** BEGIN Provided records **

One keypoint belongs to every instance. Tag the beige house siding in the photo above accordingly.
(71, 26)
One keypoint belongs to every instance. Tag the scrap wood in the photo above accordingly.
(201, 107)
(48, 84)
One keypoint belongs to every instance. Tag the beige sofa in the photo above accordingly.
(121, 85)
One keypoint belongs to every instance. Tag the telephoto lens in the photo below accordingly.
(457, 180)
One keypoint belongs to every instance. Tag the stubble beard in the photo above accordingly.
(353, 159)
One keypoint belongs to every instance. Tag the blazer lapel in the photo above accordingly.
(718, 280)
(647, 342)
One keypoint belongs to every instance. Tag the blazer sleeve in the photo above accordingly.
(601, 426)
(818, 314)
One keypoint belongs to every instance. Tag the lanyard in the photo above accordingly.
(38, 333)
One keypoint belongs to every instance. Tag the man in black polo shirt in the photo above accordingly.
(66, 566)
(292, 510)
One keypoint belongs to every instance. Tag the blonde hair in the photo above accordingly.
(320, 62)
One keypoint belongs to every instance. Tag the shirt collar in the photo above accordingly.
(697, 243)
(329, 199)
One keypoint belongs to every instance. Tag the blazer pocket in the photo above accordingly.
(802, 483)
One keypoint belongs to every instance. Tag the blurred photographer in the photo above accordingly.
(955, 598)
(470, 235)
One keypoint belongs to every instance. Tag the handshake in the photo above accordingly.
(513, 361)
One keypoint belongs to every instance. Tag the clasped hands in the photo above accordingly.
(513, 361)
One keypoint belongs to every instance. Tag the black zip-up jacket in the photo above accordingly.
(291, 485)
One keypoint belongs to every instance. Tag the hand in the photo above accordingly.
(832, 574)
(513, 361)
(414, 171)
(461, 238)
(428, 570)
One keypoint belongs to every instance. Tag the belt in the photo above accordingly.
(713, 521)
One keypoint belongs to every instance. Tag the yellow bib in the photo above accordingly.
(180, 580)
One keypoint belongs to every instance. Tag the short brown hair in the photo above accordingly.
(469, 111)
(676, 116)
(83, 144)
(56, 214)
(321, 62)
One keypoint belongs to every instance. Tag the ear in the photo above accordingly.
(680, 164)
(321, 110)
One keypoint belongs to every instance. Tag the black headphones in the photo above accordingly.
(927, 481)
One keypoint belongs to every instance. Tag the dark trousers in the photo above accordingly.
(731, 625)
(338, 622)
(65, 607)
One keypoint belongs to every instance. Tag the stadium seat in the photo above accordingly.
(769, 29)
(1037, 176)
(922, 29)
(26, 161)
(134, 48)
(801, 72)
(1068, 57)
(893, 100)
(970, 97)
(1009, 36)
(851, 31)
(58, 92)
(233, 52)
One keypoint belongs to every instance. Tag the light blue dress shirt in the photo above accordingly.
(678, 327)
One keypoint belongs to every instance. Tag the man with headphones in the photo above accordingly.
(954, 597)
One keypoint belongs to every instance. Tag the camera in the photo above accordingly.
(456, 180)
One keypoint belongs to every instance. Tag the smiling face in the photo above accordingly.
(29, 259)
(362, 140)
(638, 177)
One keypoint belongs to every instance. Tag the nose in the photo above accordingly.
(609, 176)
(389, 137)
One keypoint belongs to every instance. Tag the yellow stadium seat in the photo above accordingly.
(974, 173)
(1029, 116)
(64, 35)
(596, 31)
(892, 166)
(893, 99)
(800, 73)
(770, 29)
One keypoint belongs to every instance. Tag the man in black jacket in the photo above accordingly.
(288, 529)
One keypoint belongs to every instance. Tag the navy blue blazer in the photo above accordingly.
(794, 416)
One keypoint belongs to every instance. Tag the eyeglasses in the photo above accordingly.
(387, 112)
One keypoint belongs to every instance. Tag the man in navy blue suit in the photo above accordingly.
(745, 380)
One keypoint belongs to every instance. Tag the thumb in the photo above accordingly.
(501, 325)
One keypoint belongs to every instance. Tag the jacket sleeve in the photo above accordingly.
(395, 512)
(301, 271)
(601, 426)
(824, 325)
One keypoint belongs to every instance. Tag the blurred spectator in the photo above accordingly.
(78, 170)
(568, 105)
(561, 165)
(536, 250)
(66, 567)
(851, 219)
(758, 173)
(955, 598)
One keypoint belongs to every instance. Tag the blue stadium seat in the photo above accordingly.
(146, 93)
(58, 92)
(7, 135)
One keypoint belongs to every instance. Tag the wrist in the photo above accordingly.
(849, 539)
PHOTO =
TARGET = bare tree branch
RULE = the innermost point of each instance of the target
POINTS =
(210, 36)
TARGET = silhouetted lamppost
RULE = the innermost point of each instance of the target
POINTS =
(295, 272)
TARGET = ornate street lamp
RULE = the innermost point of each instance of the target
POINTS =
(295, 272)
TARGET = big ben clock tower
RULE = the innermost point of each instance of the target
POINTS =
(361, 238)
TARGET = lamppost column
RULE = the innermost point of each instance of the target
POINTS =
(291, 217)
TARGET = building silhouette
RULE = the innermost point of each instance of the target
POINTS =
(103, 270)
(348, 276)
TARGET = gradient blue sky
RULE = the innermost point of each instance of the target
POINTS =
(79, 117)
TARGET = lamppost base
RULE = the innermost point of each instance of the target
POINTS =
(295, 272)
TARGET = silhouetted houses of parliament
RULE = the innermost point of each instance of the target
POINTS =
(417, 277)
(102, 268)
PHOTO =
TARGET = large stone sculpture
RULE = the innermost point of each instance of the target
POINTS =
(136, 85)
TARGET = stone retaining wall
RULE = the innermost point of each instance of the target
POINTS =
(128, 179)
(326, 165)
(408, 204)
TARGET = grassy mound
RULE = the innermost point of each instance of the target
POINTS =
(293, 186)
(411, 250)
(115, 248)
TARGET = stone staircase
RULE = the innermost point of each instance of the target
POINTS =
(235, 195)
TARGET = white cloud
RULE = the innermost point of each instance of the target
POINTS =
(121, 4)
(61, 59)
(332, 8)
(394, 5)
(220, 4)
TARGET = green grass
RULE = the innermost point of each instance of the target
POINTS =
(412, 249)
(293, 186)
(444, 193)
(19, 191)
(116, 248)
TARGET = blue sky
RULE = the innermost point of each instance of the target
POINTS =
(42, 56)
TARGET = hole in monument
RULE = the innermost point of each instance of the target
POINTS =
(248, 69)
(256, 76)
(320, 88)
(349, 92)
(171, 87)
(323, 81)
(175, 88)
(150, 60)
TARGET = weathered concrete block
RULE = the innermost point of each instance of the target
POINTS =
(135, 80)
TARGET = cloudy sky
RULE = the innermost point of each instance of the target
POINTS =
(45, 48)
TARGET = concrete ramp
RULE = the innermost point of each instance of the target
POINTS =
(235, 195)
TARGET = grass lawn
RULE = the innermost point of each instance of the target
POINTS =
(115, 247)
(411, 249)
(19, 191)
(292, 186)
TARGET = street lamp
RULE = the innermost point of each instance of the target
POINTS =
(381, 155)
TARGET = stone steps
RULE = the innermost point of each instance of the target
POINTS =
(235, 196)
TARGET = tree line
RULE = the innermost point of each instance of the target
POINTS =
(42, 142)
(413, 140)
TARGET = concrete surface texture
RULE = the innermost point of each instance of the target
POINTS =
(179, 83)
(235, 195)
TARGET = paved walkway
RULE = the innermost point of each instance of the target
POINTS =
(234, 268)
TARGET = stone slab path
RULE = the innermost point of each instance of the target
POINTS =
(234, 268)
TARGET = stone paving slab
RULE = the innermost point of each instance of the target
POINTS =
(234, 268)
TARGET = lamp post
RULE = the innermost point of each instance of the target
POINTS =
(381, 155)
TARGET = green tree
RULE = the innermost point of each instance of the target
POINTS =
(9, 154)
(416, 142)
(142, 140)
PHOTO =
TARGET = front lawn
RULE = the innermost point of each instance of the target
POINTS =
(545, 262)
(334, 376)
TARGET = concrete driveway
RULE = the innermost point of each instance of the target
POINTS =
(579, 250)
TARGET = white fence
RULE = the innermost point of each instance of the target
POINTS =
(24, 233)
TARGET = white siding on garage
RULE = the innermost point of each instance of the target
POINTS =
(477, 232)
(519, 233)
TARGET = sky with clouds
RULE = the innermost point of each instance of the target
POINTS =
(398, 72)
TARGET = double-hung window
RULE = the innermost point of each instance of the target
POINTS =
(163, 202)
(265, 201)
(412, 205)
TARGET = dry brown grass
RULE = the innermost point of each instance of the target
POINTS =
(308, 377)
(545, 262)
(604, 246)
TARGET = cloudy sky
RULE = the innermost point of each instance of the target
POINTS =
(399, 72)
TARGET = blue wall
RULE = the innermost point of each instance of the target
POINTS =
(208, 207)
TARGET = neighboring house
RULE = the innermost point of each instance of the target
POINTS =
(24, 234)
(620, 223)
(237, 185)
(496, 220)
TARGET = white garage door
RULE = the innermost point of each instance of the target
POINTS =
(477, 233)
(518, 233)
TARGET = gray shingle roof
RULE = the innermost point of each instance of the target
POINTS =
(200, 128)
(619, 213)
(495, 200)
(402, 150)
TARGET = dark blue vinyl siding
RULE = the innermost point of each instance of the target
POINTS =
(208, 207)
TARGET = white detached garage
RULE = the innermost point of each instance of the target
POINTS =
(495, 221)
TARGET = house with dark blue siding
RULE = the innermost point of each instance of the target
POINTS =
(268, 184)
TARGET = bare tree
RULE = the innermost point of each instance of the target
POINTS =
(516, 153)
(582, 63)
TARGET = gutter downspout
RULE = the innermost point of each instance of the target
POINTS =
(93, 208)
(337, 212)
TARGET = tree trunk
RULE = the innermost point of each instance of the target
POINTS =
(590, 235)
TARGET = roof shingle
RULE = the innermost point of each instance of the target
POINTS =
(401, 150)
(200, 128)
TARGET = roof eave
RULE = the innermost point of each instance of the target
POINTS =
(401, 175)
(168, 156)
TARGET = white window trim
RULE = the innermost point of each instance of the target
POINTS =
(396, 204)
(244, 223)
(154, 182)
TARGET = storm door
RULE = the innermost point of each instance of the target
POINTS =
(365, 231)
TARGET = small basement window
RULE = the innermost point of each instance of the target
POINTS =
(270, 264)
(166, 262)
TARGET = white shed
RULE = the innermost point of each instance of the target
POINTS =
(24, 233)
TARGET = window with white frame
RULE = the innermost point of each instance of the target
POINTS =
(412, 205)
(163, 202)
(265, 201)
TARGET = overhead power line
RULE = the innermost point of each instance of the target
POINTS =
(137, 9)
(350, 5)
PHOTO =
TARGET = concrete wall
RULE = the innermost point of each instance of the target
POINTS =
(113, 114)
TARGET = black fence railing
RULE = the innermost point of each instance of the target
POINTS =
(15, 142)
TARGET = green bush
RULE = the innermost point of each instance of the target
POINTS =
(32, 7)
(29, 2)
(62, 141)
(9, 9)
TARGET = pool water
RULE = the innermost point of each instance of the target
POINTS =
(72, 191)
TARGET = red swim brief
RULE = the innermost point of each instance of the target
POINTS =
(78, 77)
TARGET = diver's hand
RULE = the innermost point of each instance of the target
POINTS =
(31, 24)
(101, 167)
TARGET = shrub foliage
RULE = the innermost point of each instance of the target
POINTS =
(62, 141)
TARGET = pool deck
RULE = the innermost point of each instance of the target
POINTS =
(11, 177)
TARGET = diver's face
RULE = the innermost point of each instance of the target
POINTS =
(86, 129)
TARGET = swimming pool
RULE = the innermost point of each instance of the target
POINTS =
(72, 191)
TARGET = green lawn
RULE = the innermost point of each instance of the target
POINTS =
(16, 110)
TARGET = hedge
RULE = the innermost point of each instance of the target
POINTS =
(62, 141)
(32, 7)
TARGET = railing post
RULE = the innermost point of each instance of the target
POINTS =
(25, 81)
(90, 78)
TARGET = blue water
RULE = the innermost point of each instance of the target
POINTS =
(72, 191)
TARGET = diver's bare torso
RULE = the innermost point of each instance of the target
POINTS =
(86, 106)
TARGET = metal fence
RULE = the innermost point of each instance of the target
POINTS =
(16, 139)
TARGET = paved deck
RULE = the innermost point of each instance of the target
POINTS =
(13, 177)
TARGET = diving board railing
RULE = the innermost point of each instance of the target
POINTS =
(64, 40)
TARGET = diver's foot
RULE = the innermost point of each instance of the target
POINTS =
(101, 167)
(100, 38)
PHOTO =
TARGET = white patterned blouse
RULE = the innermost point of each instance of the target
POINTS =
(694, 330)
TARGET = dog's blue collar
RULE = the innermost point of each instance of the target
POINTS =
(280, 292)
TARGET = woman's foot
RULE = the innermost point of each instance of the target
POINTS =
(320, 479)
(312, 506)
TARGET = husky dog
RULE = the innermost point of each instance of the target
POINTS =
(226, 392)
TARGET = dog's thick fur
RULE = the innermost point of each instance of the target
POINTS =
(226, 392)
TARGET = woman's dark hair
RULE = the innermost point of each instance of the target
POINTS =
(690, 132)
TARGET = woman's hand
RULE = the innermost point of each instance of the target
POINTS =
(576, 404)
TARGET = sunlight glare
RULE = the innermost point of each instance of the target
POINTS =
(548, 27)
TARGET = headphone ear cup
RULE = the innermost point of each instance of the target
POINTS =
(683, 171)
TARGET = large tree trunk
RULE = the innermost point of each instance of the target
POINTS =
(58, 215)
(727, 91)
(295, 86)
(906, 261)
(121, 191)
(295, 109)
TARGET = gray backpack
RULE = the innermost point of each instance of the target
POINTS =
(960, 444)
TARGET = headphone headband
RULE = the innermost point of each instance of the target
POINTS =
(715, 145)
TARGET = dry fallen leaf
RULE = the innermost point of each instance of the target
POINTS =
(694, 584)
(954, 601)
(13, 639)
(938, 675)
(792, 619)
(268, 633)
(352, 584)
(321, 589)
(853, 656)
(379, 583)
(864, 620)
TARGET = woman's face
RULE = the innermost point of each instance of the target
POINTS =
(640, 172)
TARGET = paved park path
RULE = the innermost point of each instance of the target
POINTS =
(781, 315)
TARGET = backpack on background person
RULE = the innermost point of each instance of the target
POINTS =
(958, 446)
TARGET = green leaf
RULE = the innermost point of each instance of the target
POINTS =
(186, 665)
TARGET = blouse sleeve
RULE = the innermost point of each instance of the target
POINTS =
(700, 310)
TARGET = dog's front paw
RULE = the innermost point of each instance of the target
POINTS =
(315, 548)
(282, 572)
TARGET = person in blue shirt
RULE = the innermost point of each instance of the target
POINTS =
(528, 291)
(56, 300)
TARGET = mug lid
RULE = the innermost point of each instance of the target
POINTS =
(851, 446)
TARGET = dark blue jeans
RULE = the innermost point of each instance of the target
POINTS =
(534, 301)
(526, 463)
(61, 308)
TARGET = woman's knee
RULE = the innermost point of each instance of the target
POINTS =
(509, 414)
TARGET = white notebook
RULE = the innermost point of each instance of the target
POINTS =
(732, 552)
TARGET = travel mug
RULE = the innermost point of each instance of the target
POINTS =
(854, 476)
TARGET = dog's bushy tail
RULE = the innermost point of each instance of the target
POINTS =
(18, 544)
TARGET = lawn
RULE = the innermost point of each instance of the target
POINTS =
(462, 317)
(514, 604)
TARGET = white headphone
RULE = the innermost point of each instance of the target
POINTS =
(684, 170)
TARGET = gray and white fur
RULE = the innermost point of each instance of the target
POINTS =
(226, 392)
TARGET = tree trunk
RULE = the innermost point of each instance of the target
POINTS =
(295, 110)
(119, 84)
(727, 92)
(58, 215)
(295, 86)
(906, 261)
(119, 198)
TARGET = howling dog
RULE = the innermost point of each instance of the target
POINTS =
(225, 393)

** END Provided records **

Find "TARGET = white notebook" in the data above, then repeat that line and all lines after it exactly, ending with the final line.

TARGET = white notebook
RULE = the innermost point of each instance of the target
POINTS =
(732, 552)
TARGET = travel mug
RULE = the innermost point of each instance of the target
POINTS =
(854, 476)
TARGET = dog's bushy tail
RULE = the innermost point of each instance of the target
POINTS =
(18, 544)
TARGET = lawn
RULE = the innermost point of each instance of the target
POINTS =
(462, 317)
(514, 604)
TARGET = white headphone
RULE = the innermost point of each instance of the target
POINTS =
(684, 170)
TARGET = gray and white fur
RULE = the innermost point of each instance of the target
POINTS =
(226, 392)
TARGET = tree trunk
RULE = the innermost point of each instance of the target
POINTS =
(295, 110)
(119, 84)
(727, 92)
(58, 215)
(295, 86)
(906, 261)
(119, 198)
TARGET = howling dog
RULE = the innermost point of each instance of the target
POINTS =
(225, 393)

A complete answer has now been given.